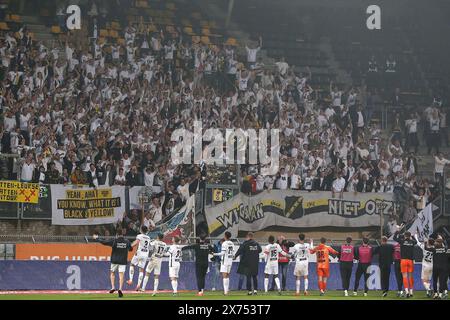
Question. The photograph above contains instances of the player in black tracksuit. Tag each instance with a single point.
(407, 243)
(202, 250)
(441, 256)
(249, 262)
(385, 259)
(119, 257)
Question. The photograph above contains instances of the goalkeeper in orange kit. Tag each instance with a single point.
(322, 252)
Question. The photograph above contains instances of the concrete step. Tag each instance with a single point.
(38, 28)
(30, 20)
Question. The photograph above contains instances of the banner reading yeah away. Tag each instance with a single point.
(87, 206)
(297, 209)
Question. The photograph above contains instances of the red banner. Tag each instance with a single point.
(64, 251)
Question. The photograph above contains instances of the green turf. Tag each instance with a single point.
(289, 295)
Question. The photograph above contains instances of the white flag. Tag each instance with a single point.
(423, 225)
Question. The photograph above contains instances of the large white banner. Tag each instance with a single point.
(87, 206)
(423, 225)
(290, 208)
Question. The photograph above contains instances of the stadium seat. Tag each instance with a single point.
(56, 29)
(104, 33)
(113, 34)
(115, 25)
(186, 23)
(196, 39)
(188, 30)
(205, 40)
(170, 6)
(3, 26)
(15, 18)
(231, 42)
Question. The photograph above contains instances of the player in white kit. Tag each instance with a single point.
(158, 248)
(174, 254)
(140, 257)
(226, 261)
(427, 265)
(301, 255)
(272, 250)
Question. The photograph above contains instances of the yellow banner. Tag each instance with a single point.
(14, 191)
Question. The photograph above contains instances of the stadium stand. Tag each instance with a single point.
(97, 106)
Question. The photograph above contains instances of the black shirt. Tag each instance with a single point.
(202, 250)
(385, 254)
(406, 246)
(441, 256)
(249, 262)
(120, 247)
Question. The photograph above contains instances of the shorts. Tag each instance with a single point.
(173, 271)
(427, 271)
(120, 267)
(301, 269)
(271, 268)
(323, 272)
(155, 266)
(139, 261)
(406, 266)
(225, 268)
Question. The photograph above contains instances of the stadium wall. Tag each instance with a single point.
(94, 275)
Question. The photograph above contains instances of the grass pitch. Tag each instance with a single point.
(191, 295)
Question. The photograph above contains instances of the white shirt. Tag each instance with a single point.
(10, 123)
(158, 249)
(144, 245)
(174, 253)
(272, 251)
(259, 182)
(27, 171)
(183, 191)
(282, 182)
(295, 181)
(301, 252)
(339, 184)
(251, 54)
(439, 164)
(227, 253)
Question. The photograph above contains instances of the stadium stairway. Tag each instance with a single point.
(40, 31)
(214, 12)
(342, 76)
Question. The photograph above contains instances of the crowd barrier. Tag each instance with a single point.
(94, 275)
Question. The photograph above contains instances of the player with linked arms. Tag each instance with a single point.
(140, 257)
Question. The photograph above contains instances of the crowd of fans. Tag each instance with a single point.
(104, 116)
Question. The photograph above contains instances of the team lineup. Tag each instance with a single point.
(150, 253)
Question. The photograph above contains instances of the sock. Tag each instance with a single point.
(141, 275)
(144, 284)
(277, 282)
(174, 285)
(131, 272)
(406, 284)
(226, 284)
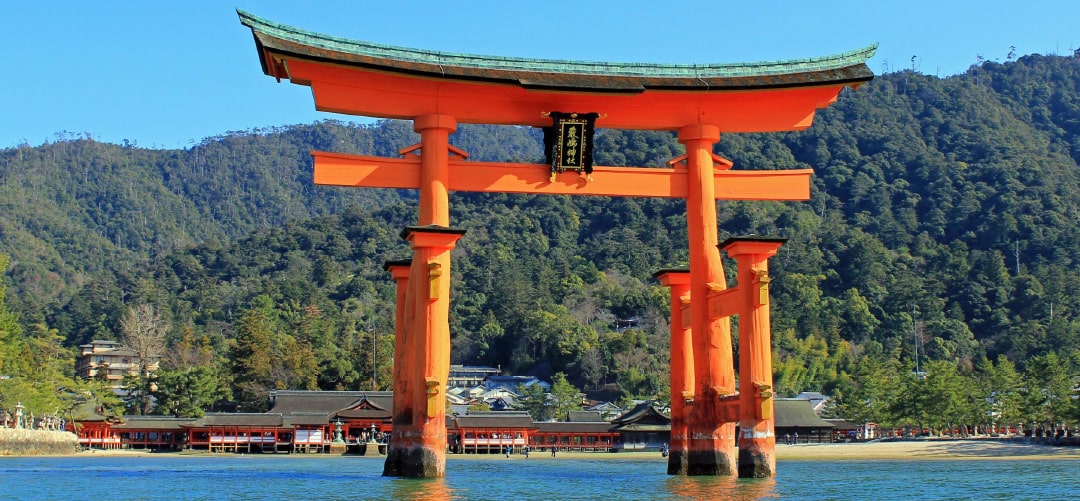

◆ PROBLEM DETAILS ◆
Wherever an image appears, omit it, and retype everything else in the entries exactly.

◆ ANSWER TO THIS EXERCISE ◆
Question. The photograph above contains instances of the player in black tracksuit. Tag each instance with a single point.
(407, 243)
(202, 250)
(441, 256)
(249, 262)
(385, 259)
(119, 257)
Question. The photograph above contains instances of the goalkeeper in orange kit. Tag each instance with a single point.
(322, 252)
Question. The photograph above contains instances of the concrete step. Tag each instance with a single point.
(38, 28)
(30, 20)
Question. The photograph above contains instances of the banner reading yeah away. Tag each instance with a single point.
(87, 206)
(297, 209)
Question. The photograph above contains instances of the red banner. Tag each instance with a single point.
(64, 251)
Question. The photograph above contains instances of the green turf. Tag each instance with a single point.
(289, 295)
Question. The photograph above contains instances of the white flag. Tag each instance with a single point.
(423, 225)
Question. The photograph above contains instances of the large white banner. Tag each instance with a single point.
(87, 206)
(423, 225)
(290, 208)
Question. The photograph above contains instances of the stadium seat. Tag each instance with a single point.
(56, 29)
(104, 33)
(113, 34)
(115, 25)
(186, 23)
(196, 39)
(188, 30)
(205, 40)
(170, 6)
(3, 26)
(15, 18)
(231, 42)
Question. The photograph above contains instances of the player in white kit. Tag each instance with a single point.
(158, 248)
(174, 254)
(140, 257)
(226, 261)
(427, 265)
(301, 255)
(272, 250)
Question. The photograph above contains instances of the yellow banner. Tag each instance with a single point.
(14, 191)
Question. The photograph above contains instances of the stadium stand. Tag each instance with a single point.
(97, 106)
Question. The photograph above contains instances of the black shirt. Tag each instance with a single point.
(202, 250)
(385, 254)
(406, 246)
(441, 256)
(249, 262)
(120, 247)
Question. The photograph above contains instances of the shorts. Tag each instance with a single point.
(173, 271)
(427, 271)
(120, 267)
(301, 269)
(271, 268)
(323, 272)
(155, 266)
(139, 261)
(406, 266)
(225, 268)
Question. The photograph above contains instances of the stadium wall. Tag each instance with a single point.
(94, 275)
Question. The photograph above contains instances of the grass pitch. Tag each instance with a single point.
(191, 295)
Question. The photograph above contains instances of the white shirt. Tag each instance with a single point.
(10, 123)
(158, 249)
(144, 245)
(174, 253)
(272, 251)
(259, 182)
(27, 171)
(183, 191)
(282, 182)
(295, 181)
(301, 252)
(339, 184)
(251, 54)
(439, 164)
(227, 253)
Question. The photograph above contains instances of the stadium stairway. Tag each instance with a single point.
(40, 31)
(214, 12)
(342, 76)
Question. The photograph above contains instances of the crowd barrier. Tag each instance with a single point.
(94, 275)
Question. The photograph above contains instances of the player with linked arms. Tag each instance with a single point.
(140, 257)
Question. The photograph above contains instances of the crowd of fans. Tag each instance with a single point.
(104, 116)
Question. The photograph above contains instances of the team lineup. Tag each instance with a single point.
(150, 253)
Question. The photograph above contains instances of the sock. Tag each instance with a single point.
(141, 275)
(144, 284)
(277, 282)
(174, 285)
(131, 272)
(406, 284)
(226, 284)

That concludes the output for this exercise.